Source material:
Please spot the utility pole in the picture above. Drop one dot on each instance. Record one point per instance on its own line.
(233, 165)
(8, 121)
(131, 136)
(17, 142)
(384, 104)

Written exercise:
Could you give back every line above, unchanged and in the same order?

Complete output:
Please spot the utility pole in the picture above. Drop one dot on each instance. Record one point per instance on its own line.
(233, 165)
(8, 121)
(131, 136)
(17, 142)
(384, 104)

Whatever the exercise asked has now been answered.